— start of DATASET EXCERPTS —
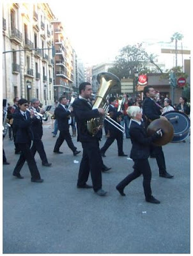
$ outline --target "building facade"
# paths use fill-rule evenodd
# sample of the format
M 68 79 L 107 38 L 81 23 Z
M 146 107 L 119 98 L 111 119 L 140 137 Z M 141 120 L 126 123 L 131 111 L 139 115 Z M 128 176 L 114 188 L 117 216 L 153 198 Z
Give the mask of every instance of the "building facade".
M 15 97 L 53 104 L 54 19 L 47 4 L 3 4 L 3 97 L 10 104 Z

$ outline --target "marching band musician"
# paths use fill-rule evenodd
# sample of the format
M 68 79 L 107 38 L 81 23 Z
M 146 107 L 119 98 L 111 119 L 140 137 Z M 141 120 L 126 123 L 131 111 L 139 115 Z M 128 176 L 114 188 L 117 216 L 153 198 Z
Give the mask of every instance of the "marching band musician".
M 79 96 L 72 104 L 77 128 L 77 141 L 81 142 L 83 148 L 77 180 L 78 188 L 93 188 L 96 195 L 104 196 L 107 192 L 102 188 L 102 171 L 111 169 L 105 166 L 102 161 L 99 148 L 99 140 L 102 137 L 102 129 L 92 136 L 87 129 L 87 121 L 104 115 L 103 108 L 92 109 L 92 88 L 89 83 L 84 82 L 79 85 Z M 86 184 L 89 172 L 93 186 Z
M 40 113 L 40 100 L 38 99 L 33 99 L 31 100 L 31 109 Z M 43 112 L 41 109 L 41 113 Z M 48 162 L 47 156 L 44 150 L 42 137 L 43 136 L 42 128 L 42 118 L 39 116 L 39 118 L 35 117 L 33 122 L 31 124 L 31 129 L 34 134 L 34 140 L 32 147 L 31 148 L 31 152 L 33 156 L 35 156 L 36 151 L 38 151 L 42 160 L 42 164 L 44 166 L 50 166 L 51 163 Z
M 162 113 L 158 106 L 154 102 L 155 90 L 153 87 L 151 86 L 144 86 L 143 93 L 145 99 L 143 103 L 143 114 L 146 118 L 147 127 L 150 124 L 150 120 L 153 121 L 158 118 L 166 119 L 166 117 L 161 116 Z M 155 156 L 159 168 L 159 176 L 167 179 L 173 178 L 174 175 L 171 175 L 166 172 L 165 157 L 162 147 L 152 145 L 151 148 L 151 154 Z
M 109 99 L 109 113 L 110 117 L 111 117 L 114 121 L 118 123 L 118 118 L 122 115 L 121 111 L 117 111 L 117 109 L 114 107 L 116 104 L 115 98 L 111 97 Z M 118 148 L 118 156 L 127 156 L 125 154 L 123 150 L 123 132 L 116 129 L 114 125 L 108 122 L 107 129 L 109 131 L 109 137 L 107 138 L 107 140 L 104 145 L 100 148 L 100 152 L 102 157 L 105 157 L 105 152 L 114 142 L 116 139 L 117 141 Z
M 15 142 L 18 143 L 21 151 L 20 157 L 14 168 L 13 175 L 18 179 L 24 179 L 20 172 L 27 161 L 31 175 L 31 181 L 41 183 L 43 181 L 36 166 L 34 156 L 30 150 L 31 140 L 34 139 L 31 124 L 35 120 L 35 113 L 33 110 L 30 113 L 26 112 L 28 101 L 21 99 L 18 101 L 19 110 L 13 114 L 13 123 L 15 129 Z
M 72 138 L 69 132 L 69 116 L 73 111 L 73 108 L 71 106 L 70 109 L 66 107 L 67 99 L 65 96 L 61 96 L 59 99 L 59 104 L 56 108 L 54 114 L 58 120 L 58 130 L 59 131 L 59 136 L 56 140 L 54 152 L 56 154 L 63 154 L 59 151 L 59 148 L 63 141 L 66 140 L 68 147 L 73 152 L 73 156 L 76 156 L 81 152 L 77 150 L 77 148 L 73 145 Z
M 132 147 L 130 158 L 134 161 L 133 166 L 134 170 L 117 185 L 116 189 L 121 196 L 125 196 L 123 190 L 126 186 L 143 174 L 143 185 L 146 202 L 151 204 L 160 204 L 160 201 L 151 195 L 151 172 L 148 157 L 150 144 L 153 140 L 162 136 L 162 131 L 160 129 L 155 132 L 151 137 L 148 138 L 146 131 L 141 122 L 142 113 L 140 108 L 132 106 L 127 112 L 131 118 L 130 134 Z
— end of DATASET EXCERPTS —
**WHAT YOU ARE ASKED TO DO**.
Output the stretch from the start of the data through the line containing "M 15 97 L 53" as a JSON list of strings, one string per line, with blank lines and pictures left out.

**EXERCISE OUTPUT**.
[
  "$ outline --target \"building facade\"",
  "# paths use fill-rule evenodd",
  "# sample of the format",
  "M 68 79 L 107 38 L 81 23 Z",
  "M 146 107 L 119 98 L 111 119 L 140 137 Z M 141 120 L 126 123 L 131 111 L 139 115 Z M 128 176 L 114 188 L 117 216 L 153 198 Z",
  "Give the mask of every instance of the \"building facade\".",
  "M 15 97 L 53 104 L 54 19 L 47 4 L 3 4 L 3 97 L 10 104 Z"
]